School of Nursing Attends the Western Institute of Nursing Annual Conference

Nursing students posing outside of conference

Seven faculty, seven undergraduate students, and one alumna, all from the School of Nursing, had the opportunity to attend and present at the Western Institute of Nursing Annual Research Conference on April 10-13 in San Diego, California. This opportunity is provided each year by the Joanna Jody DeMeyer Endowed Chair for Nursing fund and makes Boise State University unique for having such great representation at the conference.

The Western Institute of Nursing works to bring together a diverse community of nurses in a shared commitment to transcend the boundaries of knowledge, development, and application to advance the discipline and drive improvements in practice, outcomes, and cost. The theme of this years conference was career, connection, and community.

Students who attended the conference were given the opportunity to visit presentations and sessions related to the overall topic of the conference. Students additionally presented their own research and evidence-based practice projects alongside their mentors and other faculty research presentations.

Brynn Peters with her poster "Assessment of Suicide Screening Tools for Adolescents"
Brynn Peters with her poster “Assessment of Suicide Screening Tools for Adolescents”

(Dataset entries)
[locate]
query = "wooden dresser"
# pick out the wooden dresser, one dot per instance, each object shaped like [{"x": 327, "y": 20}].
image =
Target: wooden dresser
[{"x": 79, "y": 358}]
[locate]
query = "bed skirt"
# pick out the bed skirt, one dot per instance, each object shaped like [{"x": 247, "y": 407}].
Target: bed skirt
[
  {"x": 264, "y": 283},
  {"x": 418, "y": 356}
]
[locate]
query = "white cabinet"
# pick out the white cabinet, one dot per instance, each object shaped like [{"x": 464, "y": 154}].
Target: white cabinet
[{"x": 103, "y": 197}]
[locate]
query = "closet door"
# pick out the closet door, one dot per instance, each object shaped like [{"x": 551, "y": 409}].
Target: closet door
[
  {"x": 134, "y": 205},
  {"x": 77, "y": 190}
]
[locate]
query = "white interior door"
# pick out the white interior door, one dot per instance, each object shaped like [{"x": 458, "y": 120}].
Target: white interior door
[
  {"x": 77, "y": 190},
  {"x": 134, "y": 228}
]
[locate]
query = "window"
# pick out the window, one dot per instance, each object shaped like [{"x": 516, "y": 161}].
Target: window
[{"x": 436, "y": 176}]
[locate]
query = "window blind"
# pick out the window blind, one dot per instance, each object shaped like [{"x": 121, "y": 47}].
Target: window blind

**Activity A:** Reproduce the stretch of the article about the Western Institute of Nursing conference from "Seven faculty, seven" through "at the conference." word for word.
**Activity B:** Write the next part of the article about the Western Institute of Nursing conference, picking up after its last sentence.

**Output A:**
Seven faculty, seven undergraduate students, and one alumna, all from the School of Nursing, had the opportunity to attend and present at the Western Institute of Nursing Annual Research Conference on April 10-13 in San Diego, California. This opportunity is provided each year by the Joanna Jody DeMeyer Endowed Chair for Nursing fund and makes Boise State University unique for having such great representation at the conference.

**Output B:**
“Attending the Western Institute of Nursing conference this semester has helped me realize the power of research in nursing,” said Brynn Peters, junior undergraduate nursing student. “This extraordinary experience connected me with other nursing professionals that have similar goals as I, in improving the lives of children, and has inspired me to consider options in pursuing advanced degrees in nursing.”

Boise State was also well represented at the conference with a School of Nursing faculty and alumna podium presentation. Cara Gallegos, assistant professor, and Hannah Nakashima, Bachelor of Science in Nursing fall 2018 graduate, both presented “Journal Writing in Families of a Critically Ill Patient: An Integrative Review.” The study provided attendees with insight on how journal writing can be used to decrease stress and post-traumatic stress disorder in families of a relative in the intensive care unit.

Jane Grassley with her award
Jane Grassley with her award

School of Nursing faculty additionally received awards at the conference. Jane Grassley, professor and Joanna “Jody” DeMeyer Endowed Chair, was named the 2019 recipient of the Anna M. Shannon Mentorship Award for her outstanding mentorship to students, researchers, and colleagues. Lucy Zhao and Jenny Alderden, both assistant professors, were also awarded Best Gerontology Research Presentation award for their research, “Factors Associated with Falls in Homebound Community-Dwelling Older Adults.”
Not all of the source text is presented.